#### Description of the task:
Copy the records below word for word, keeping every line as it stands.

#### Records provided:
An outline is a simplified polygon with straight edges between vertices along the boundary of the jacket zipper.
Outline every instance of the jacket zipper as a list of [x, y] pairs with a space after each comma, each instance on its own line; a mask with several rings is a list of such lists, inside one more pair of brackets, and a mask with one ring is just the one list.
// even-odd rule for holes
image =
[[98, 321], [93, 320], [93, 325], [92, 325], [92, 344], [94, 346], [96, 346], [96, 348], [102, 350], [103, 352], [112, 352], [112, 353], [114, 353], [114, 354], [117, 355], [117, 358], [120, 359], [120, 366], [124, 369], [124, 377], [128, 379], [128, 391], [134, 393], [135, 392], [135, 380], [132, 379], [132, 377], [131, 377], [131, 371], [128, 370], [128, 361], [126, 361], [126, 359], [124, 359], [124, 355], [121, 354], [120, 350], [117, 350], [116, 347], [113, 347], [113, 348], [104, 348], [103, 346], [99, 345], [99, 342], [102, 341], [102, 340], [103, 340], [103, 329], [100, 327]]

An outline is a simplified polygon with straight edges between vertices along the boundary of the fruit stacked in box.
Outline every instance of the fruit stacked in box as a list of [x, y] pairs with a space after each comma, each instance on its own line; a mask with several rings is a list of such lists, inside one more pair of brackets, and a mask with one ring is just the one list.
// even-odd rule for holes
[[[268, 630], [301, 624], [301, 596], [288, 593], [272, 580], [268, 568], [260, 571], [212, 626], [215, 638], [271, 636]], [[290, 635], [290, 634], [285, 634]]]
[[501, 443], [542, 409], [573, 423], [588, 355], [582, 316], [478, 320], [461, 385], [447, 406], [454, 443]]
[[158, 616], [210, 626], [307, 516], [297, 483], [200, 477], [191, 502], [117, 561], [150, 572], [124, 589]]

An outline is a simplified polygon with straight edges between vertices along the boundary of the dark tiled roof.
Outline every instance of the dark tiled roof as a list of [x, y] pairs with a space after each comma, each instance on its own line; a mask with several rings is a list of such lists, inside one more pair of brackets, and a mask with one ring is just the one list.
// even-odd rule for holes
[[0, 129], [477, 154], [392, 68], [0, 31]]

#### Output for this exercise:
An outline is a simplified polygon with straight edges between vertices along the boundary of the jacket zipper.
Outline every instance of the jacket zipper as a list of [x, y] pairs with a space after each comma, each instance on its own line; a mask with several rings is a list of such lists, inside one more pair of brackets, and a mask with one ring is just the one list.
// even-odd rule for holes
image =
[[98, 321], [93, 320], [93, 325], [92, 325], [92, 344], [94, 346], [96, 346], [96, 348], [102, 350], [103, 352], [112, 352], [112, 353], [114, 353], [114, 354], [117, 355], [117, 358], [120, 359], [120, 366], [124, 369], [124, 377], [128, 379], [128, 391], [134, 393], [135, 392], [135, 380], [132, 379], [132, 377], [131, 377], [131, 371], [128, 370], [128, 361], [126, 361], [126, 359], [124, 359], [124, 355], [121, 354], [120, 350], [117, 350], [116, 347], [113, 347], [113, 348], [104, 348], [103, 346], [99, 345], [99, 342], [102, 341], [102, 340], [103, 340], [103, 329], [100, 327]]

An outline is a simplified polygon with straight edges between vertices along the boundary of the fruit stacked in box.
Outline every instance of the fruit stacked in box as a list of [x, y] pairs with a space after each comma, each instance on its own line; a mask with several rings is a list of such lists, inside one more pair of brackets, and a mask with one ring is just the one list.
// even-odd rule for holes
[[[268, 630], [301, 624], [301, 596], [288, 593], [272, 580], [268, 568], [260, 571], [212, 626], [215, 638], [271, 636]], [[290, 635], [290, 634], [285, 634]]]
[[501, 443], [542, 409], [573, 423], [588, 355], [582, 316], [478, 320], [461, 385], [447, 406], [454, 443]]
[[158, 616], [210, 626], [307, 516], [297, 483], [200, 477], [191, 502], [117, 561], [150, 572], [124, 589]]

An outline is a simplified polygon with straight edges between vertices along the boundary of the dark tiled roof.
Outline every instance of the dark tiled roof as a list of [x, y] pairs with a space after each comma, each instance on its own line; a mask with several rings is a list of such lists, inside one more pair of brackets, and a mask with one ring is just the one list.
// even-odd rule for holes
[[0, 129], [477, 154], [392, 68], [0, 31]]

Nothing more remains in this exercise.